◆ SELECTED EXTRACT
··········
And part of me wonders if part of it is that Barbiel, the angel of the ninth mansion, wants his/her image finished and opened to the world?  Is that why we’re all here?  It’s a lot of odd coincidences piling up on top of one another.  Folks from my magical life all appear at the same gate at the same airport?

Of course a typical American teacher — from a rationalist, materialist, modernist viewpoint — would insist that this is ridiculous.  Angels are not particularly supposed to be in American public schools at the very least, and how would drawing a picture of Barbiel’s image and reciting a prayer or declaration on his behalf get me home any sooner? Would publishing his image make it easier or harder for me to get home?  Would it have any effect at all?  Again, the rationalist, materialist, modernist teacher in me would say, no, of course not.
··········
◆ WORK TO BE COMPLETED
Continue the passage about Barbiel and the coincidences at the airport gate, picking up after its final sentence. The records that come next have no connection to the passage about Barbiel.

◆ EXTRACTED INFORMATION
··········
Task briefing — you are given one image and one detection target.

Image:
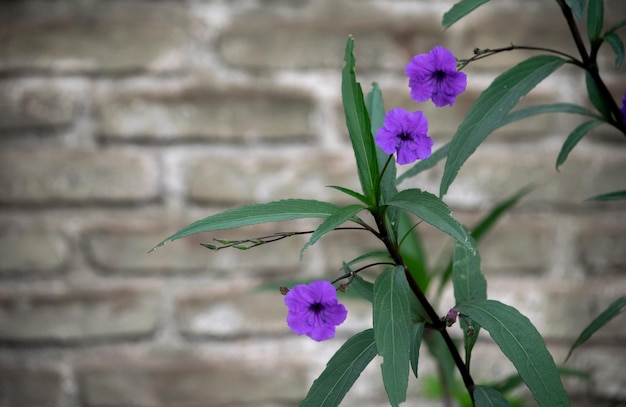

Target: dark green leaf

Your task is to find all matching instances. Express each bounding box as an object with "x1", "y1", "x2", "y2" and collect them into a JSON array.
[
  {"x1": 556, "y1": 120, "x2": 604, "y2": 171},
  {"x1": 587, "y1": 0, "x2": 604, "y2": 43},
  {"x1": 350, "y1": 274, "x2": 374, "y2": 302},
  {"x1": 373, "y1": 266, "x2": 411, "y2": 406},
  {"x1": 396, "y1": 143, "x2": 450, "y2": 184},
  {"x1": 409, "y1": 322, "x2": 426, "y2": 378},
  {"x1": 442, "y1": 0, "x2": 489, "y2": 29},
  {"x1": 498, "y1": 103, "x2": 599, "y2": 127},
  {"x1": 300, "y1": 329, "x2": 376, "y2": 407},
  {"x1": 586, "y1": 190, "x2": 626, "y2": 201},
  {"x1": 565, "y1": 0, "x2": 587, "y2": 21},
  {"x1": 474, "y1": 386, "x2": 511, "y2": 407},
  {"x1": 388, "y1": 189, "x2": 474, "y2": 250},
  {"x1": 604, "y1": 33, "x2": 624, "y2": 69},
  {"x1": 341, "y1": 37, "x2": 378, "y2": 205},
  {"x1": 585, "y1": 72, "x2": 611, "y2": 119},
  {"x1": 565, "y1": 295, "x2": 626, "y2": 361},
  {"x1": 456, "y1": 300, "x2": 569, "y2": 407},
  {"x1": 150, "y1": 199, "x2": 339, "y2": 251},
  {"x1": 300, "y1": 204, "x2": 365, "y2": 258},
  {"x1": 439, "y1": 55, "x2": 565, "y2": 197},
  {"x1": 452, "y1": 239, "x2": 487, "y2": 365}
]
··········
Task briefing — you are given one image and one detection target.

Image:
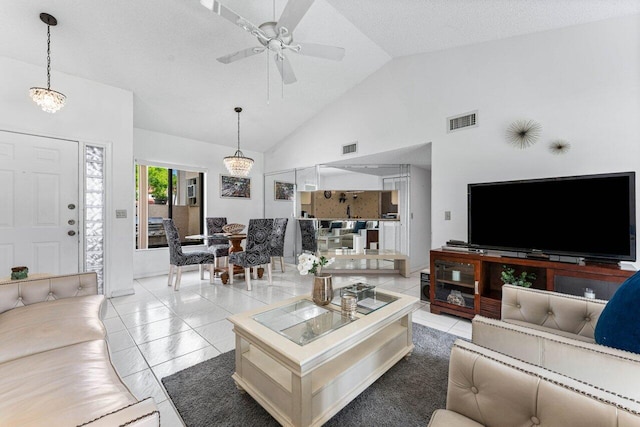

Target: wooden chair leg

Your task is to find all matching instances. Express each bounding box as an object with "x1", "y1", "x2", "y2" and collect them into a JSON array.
··········
◆ WRITTEN REPLY
Am I always those things, though?  No, not really. Not so much.  I’m mindful that we know more than we realize, and that we affect more than we realize.  There’s more things in heaven and earth, Horatio, than are dreamt of in your philosophy.  And so it’s an easy matter to resolve.   If Barbiel wants his image revealed to the world, he’s going to have to wait — holdign me up is not going to get me to give out a tool for causing discord among men or causing infirmity.

But let me release a different kind of tool to the world, a poem.  Let me unlock my word hoard, and remind Barbiel that we mortals are not utterly powerless to the machinations of the spirit realms.

Hail, al-Tarf’s Barbiel, honest and sure,
who of twenty-eight mansions rules the ninth.
Give me strength, infirmity to endure,
and help me through a long journey day’s length.
You halt winnowers on the threshing floor,
and hinder travelers at the portal,
and strand the ships on sandbars far from shore,
while warning the youthful that they’re mortal.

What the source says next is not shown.